NSTAR Electric pension amounts are included in NU consolidated from the date of the merger, April 10, 2012, through June 30, 2012. NSTAR Electric's pension amounts do not include SERP expense.

The net periodic postretirement expense allocated to NSTAR Electric was a benefit of $2 million and an expense of $8 million for the three months ended June 30, 2013 and 2012, respectively, and an expense of $2.3 million and $17 million for the six months ended June 30, 2013 and 2012, respectively.

Contributions: For the six months ended June 30, 2013, NU contributed $75.7 million to the NUSCO Pension Plan, $44.2 million of which was contributed by PSNH, and NSTAR Electric contributed $22.9 million to the NSTAR Pension Plan. NU contributed $24.2 million to the PBOP Plans for the six months ended June 30, 2013.

8.

COMMITMENTS AND CONTINGENCIES

A.

Environmental Matters

General: NU, CL&P, NSTAR Electric, PSNH and WMECO are subject to environmental laws and regulations intended to mitigate or remove the effect of past operations and improve or maintain the quality of the environment. These laws and regulations require the removal or the remedy of the effect on the environment of the disposal or release of certain specified hazardous substances at current and former operating sites. NU, CL&P, NSTAR Electric, PSNH and WMECO have an active environmental auditing and training program and believe that they are substantially in compliance with all enacted laws and regulations.

------------------------------------------------------------

**What to do**
[a] Name every entity that the filing excerpt says is subject to environmental laws and regulations.
[b] Reproduce the filing excerpt from "Environmental Matters" to "laws and regulations.".
[c] According to the filing excerpt, how much did NSTAR Electric contribute to the NSTAR Pension Plan for the six months ended June 30, 2013?
The material that follows this excerpt isn't needed for any task.

**Data shown**
------------------------------------------------------------

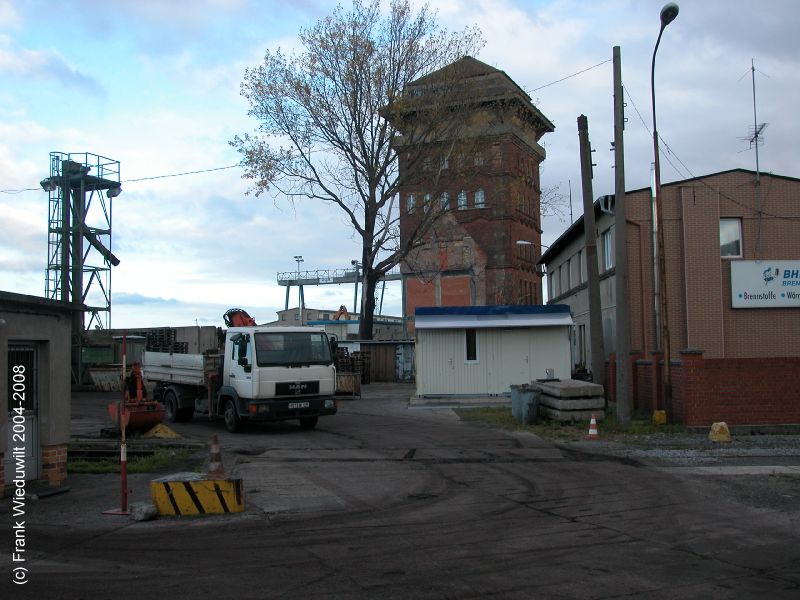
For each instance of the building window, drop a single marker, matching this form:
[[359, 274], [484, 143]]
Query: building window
[[557, 283], [471, 343], [462, 200], [411, 203], [730, 238], [608, 248]]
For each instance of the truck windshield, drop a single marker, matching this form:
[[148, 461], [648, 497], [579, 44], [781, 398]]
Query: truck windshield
[[292, 348]]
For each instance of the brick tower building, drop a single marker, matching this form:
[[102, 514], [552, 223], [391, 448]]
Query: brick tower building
[[470, 190]]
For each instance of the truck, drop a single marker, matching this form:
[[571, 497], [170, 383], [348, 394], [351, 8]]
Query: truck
[[259, 374]]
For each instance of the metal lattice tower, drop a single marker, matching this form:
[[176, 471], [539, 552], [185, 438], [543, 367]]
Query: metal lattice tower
[[80, 189]]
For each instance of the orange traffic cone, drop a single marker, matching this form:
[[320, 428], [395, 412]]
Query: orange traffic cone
[[215, 467], [593, 433]]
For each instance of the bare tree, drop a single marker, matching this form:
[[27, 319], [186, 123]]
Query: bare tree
[[323, 133]]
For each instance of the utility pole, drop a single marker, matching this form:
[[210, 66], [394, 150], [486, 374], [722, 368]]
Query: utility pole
[[590, 235], [622, 289]]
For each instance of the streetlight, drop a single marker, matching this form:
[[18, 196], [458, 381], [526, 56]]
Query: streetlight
[[668, 14], [299, 259], [356, 265]]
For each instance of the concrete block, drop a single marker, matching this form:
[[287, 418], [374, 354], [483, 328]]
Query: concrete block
[[569, 388], [143, 511], [196, 494], [719, 432], [570, 416], [573, 403]]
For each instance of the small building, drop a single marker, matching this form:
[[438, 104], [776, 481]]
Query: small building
[[35, 390], [483, 350], [733, 295]]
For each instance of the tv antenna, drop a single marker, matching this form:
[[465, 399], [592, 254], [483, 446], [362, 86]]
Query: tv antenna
[[756, 139], [755, 136]]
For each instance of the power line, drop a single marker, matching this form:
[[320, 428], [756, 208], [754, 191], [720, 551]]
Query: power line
[[19, 191], [699, 179], [180, 174], [541, 87]]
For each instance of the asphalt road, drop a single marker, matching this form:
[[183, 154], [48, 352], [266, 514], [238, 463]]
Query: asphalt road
[[382, 501]]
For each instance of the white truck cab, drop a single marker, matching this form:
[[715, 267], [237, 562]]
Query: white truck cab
[[262, 374]]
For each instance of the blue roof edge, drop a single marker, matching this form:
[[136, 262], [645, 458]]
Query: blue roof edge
[[500, 309]]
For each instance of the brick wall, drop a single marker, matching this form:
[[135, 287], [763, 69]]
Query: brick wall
[[739, 391], [54, 464], [752, 391]]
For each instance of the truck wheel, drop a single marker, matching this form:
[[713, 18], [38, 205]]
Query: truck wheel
[[232, 421], [185, 414], [309, 422], [171, 406]]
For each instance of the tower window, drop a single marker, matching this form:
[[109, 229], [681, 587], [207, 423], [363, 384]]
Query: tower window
[[411, 203]]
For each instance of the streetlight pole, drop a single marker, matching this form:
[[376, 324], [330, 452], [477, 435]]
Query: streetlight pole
[[298, 258], [668, 14]]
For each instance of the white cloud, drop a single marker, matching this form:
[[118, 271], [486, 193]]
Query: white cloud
[[9, 17], [47, 64]]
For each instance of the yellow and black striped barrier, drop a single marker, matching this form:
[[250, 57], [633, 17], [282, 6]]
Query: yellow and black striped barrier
[[192, 494]]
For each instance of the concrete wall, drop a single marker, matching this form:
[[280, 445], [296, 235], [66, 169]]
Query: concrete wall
[[45, 325]]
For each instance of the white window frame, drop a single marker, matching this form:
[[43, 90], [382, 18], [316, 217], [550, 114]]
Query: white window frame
[[462, 200], [607, 238], [738, 222], [467, 360]]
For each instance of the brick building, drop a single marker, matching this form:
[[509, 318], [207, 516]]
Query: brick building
[[472, 188], [733, 292]]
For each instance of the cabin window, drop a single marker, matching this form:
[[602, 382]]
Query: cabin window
[[471, 340]]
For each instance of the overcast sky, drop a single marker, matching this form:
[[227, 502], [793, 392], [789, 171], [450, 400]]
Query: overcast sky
[[154, 84]]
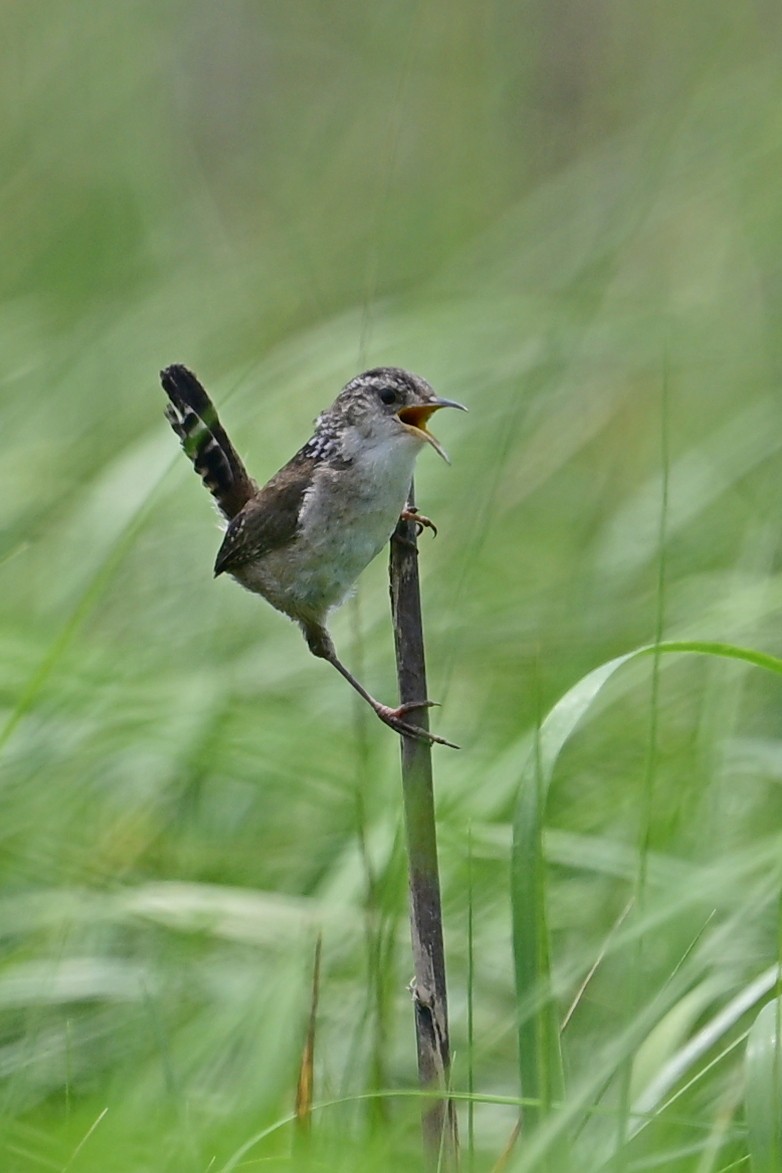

------------------------------------------------------------

**Answers**
[a] NU, CL&P, NSTAR Electric, PSNH, WMECO

[b]
Environmental Matters

General: NU, CL&P, NSTAR Electric, PSNH and WMECO are subject to environmental laws and regulations intended to mitigate or remove the effect of past operations and improve or maintain the quality of the environment. These laws and regulations require the removal or the remedy of the effect on the environment of the disposal or release of certain specified hazardous substances at current and former operating sites. NU, CL&P, NSTAR Electric, PSNH and WMECO have an active environmental auditing and training program and believe that they are substantially in compliance with all enacted laws and regulations.

[c] $22.9 million